** START OF Page excerpt **

Uncovering Mortgage Fraud

A federal judge in Atlanta sentenced Phillip Hill to 28 years in prison, The Atlanta Journal-Constitution reported Sept. 21. His crime? Running an elaborate mortgage fraud scheme that …

A federal judge in Atlanta sentenced Phillip Hill to 28 years in prison, The Atlanta Journal-Constitution reported Sept. 21. His crime? Running an elaborate mortgage fraud scheme that racked up $112 million in fraudulent loans.

The sentencing exemplifies how punishment of the most severe mortgage fraud is more serious than that of voluntary manslaughter, which carries a maximum sentence of 10 years in prison. Although dozens of victims of the same mortgage fraud scheme probably won’t lose their lives, they may lose their livelihoods. In lieu of an increase of fraud cases being discovered, prospective homeowners need to know how to protect themselves.

It appears that fraudulent activity has blossomed in recent years because of the increased activity of the mortgage lending industry and the corresponding spread of naïve consumerism. The incidence of mortgage fraud during the past two years has been substantial enough to spur the FBI into action.

** END OF Page excerpt **
** START OF Supplied material **

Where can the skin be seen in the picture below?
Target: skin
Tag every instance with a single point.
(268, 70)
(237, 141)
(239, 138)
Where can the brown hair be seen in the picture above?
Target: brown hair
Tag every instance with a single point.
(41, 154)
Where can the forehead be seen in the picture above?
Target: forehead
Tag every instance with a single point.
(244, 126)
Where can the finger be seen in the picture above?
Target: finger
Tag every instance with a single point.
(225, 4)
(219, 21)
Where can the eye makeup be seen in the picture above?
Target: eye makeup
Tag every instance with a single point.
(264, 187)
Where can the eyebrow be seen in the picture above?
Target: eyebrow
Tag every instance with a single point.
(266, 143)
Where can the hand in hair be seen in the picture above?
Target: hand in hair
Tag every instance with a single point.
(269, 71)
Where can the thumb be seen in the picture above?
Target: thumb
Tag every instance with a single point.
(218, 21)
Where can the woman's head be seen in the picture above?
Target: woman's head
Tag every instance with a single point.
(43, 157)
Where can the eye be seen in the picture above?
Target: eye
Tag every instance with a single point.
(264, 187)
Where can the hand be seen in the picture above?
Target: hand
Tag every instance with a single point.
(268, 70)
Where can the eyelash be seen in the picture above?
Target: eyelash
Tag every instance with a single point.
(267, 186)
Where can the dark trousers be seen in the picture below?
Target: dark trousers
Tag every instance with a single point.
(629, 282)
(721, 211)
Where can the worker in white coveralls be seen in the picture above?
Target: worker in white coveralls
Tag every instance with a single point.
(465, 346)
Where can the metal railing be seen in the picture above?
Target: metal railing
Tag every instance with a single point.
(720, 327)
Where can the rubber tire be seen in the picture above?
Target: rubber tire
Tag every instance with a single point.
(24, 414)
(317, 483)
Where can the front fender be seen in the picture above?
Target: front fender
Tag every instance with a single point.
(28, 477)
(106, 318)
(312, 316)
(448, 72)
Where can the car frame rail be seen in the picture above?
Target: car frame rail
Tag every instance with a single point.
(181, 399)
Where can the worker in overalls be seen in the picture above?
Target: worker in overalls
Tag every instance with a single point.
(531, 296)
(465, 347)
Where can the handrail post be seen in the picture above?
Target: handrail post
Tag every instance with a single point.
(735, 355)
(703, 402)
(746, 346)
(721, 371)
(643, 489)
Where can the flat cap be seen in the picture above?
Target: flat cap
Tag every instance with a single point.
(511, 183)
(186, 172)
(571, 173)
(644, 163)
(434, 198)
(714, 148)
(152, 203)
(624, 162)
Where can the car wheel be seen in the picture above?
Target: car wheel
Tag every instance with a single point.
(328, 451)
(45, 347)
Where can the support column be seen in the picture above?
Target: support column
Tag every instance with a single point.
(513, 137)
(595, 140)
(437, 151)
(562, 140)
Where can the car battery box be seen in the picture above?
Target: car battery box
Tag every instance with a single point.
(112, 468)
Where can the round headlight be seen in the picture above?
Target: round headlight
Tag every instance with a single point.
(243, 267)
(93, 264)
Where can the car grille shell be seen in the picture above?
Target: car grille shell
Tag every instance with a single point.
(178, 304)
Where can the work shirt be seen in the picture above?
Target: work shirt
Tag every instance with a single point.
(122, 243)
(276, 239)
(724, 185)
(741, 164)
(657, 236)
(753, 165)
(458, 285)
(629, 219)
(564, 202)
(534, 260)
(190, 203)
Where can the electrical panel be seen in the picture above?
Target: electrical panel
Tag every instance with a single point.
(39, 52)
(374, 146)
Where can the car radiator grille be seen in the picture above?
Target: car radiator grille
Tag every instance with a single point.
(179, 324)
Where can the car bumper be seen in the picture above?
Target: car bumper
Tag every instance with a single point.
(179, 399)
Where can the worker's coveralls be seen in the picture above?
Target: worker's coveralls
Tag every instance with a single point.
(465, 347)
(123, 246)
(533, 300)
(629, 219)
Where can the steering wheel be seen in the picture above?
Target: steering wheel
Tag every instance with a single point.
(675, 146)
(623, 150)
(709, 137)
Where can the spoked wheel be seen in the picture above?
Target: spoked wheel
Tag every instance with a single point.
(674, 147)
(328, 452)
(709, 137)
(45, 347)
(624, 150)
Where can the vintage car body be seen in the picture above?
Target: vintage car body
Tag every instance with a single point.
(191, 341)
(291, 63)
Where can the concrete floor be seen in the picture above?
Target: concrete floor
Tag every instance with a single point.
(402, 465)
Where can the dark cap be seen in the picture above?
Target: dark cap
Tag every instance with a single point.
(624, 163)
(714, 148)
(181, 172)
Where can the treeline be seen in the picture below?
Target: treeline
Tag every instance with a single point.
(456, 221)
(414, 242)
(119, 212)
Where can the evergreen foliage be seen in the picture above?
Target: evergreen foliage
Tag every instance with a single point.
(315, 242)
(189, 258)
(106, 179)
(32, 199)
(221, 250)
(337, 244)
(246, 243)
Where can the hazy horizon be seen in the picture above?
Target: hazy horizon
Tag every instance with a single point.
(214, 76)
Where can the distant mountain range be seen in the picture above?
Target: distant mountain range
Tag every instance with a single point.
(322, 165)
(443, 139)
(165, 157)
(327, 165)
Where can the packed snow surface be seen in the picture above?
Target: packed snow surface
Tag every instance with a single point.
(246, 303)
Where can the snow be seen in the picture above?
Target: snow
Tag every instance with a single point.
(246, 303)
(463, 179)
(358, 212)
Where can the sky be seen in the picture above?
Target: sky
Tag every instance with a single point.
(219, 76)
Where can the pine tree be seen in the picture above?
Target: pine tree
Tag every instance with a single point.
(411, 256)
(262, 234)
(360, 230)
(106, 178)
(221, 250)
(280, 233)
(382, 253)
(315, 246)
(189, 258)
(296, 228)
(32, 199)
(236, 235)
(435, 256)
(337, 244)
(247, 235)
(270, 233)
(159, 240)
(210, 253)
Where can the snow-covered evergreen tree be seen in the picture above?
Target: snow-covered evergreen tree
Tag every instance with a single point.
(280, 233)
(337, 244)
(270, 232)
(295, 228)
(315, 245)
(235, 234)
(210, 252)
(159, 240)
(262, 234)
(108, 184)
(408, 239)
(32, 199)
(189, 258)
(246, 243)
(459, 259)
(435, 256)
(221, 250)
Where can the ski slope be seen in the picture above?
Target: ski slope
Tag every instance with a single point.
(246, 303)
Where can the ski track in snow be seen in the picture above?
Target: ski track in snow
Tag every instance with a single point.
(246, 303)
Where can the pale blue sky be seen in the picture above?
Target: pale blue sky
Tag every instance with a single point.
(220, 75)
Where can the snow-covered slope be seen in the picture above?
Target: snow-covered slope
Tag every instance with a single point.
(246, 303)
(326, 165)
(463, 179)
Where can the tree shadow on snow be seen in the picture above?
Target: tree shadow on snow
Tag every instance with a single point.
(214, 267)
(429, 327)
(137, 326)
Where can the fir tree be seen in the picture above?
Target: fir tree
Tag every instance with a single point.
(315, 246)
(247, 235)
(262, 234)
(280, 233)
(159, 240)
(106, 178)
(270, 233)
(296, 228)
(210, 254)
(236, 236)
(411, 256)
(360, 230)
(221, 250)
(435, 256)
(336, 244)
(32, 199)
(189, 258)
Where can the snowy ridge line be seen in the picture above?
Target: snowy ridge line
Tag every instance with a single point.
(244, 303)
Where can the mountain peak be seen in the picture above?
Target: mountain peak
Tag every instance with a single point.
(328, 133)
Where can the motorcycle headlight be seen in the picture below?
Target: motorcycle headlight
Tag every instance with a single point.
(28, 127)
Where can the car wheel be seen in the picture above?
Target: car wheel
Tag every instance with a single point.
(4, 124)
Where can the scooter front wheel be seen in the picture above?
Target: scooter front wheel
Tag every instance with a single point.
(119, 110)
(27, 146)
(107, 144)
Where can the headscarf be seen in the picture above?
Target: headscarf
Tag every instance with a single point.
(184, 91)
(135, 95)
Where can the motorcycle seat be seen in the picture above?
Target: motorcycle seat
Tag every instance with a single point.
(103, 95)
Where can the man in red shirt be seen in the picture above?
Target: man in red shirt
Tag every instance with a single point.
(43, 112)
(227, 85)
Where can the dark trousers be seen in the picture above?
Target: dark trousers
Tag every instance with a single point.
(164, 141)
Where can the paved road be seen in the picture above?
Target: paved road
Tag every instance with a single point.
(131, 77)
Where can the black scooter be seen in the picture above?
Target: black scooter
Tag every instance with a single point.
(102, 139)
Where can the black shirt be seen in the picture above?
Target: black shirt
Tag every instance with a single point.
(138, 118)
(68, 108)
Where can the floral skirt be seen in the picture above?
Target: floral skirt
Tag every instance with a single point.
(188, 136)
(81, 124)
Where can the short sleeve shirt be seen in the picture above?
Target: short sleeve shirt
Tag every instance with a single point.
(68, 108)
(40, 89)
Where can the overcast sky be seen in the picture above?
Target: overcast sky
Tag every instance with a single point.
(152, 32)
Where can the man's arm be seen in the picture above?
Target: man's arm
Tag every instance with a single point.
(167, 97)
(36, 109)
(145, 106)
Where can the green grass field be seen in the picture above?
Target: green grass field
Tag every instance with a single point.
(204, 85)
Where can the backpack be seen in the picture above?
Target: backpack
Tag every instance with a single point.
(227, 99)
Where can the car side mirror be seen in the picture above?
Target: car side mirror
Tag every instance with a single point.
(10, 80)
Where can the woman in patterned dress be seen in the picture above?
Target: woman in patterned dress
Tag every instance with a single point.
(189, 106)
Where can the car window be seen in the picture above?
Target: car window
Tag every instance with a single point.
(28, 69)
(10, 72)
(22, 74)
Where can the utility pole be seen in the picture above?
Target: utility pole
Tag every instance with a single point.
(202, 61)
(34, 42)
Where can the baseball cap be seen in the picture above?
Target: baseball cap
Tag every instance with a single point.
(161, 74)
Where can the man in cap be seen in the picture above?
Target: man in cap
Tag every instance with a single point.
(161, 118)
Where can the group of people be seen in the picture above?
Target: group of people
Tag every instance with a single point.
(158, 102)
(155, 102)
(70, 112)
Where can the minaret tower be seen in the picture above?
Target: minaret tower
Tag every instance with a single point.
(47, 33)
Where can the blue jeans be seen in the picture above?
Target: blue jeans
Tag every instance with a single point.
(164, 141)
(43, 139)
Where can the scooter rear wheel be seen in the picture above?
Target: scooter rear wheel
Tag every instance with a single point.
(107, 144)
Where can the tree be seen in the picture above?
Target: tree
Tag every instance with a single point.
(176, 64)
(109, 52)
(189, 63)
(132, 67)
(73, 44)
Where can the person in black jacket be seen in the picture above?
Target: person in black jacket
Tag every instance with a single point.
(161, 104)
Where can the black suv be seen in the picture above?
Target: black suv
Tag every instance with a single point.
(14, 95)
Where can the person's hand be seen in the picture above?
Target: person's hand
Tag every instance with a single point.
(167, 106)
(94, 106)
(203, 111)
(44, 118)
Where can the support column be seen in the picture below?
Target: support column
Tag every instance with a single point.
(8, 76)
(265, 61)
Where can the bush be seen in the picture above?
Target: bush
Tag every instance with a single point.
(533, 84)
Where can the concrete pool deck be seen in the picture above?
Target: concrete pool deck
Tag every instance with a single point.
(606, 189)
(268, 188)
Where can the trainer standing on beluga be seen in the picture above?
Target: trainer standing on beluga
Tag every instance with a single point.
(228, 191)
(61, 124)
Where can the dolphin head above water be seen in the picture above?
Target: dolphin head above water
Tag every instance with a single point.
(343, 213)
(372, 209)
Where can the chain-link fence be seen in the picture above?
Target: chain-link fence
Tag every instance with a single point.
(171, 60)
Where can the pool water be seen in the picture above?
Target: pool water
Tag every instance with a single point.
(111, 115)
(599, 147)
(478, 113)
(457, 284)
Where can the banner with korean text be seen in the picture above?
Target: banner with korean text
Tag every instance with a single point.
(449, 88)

** END OF Supplied material **

In the mortgage fraud article, what total amount of fraudulent loans did Phillip Hill's scheme rack up?

> **Written answer**
$112 million